(Items from a data source)
──────────

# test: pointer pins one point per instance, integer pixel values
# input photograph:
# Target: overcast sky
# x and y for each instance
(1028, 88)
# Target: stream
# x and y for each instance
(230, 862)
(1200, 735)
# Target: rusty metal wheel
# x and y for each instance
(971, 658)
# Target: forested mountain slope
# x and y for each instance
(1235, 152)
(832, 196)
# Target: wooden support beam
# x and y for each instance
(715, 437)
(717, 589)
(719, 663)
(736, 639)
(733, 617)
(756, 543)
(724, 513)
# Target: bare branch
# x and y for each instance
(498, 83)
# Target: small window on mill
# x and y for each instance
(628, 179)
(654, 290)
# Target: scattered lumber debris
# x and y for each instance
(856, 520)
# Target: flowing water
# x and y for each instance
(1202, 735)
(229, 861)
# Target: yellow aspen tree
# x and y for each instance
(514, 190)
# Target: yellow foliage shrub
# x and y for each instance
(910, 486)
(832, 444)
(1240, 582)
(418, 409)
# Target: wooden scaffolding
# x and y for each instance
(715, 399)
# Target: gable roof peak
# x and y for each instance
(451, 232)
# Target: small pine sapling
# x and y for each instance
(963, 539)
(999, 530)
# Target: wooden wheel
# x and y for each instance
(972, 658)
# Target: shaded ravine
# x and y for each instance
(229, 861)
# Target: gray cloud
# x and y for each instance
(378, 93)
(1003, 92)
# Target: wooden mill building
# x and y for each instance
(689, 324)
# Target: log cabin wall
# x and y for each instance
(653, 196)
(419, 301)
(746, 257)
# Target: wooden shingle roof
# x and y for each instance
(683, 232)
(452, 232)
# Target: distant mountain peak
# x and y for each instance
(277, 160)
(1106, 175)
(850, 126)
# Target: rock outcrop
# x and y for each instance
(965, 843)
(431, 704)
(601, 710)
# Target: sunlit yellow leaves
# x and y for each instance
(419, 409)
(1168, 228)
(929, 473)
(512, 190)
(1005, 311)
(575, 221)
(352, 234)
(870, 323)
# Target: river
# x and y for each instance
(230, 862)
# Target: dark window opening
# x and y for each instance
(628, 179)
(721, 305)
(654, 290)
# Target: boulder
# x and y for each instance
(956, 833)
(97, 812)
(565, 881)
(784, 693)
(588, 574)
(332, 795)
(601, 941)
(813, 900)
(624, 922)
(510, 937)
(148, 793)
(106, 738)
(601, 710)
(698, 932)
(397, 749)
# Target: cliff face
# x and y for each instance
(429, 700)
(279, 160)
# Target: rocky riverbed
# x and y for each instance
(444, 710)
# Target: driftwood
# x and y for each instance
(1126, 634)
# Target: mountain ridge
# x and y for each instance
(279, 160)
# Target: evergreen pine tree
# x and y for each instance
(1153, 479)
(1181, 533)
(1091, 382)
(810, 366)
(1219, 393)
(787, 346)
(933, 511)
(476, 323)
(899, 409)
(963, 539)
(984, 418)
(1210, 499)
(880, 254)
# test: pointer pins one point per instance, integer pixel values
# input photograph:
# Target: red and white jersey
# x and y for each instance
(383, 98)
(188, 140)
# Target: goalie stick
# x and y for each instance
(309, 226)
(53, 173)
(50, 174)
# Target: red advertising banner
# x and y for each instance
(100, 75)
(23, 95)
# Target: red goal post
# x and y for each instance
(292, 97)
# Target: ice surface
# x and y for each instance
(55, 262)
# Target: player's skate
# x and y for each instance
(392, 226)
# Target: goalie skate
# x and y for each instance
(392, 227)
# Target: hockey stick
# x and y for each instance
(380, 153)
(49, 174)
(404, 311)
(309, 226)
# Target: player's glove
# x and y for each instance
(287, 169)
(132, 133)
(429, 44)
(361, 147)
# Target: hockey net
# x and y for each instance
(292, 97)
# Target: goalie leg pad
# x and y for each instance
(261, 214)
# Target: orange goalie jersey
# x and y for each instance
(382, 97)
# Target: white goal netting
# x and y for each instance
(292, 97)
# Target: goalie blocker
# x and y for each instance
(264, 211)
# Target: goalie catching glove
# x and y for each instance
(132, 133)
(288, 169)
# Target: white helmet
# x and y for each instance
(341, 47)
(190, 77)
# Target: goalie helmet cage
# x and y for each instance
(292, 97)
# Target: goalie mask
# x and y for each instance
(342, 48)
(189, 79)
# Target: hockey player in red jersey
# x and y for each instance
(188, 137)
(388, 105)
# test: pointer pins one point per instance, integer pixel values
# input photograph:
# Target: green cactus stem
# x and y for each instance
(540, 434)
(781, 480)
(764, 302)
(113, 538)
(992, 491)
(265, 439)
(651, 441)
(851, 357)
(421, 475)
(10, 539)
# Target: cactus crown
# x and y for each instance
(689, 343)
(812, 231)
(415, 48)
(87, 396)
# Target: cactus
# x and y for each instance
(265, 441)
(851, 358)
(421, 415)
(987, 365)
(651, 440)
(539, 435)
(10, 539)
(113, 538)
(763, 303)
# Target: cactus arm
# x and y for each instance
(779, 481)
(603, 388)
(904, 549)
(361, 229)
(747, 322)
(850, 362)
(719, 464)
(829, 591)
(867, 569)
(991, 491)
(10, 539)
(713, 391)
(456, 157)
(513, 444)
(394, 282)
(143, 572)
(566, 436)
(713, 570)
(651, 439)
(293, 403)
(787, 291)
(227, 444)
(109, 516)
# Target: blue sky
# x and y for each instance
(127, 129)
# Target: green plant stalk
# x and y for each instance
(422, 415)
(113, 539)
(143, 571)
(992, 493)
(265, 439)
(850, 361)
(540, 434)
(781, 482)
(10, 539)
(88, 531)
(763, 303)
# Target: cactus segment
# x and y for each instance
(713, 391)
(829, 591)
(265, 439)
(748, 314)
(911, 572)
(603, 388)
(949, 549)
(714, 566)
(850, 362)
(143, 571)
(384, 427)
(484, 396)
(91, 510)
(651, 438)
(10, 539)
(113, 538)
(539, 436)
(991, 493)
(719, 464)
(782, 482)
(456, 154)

──────────

• **What you have to do**: Tally every line in these entries where the string "glove" occurs. The tally alone is the answer.

• **Exercise solution**: 2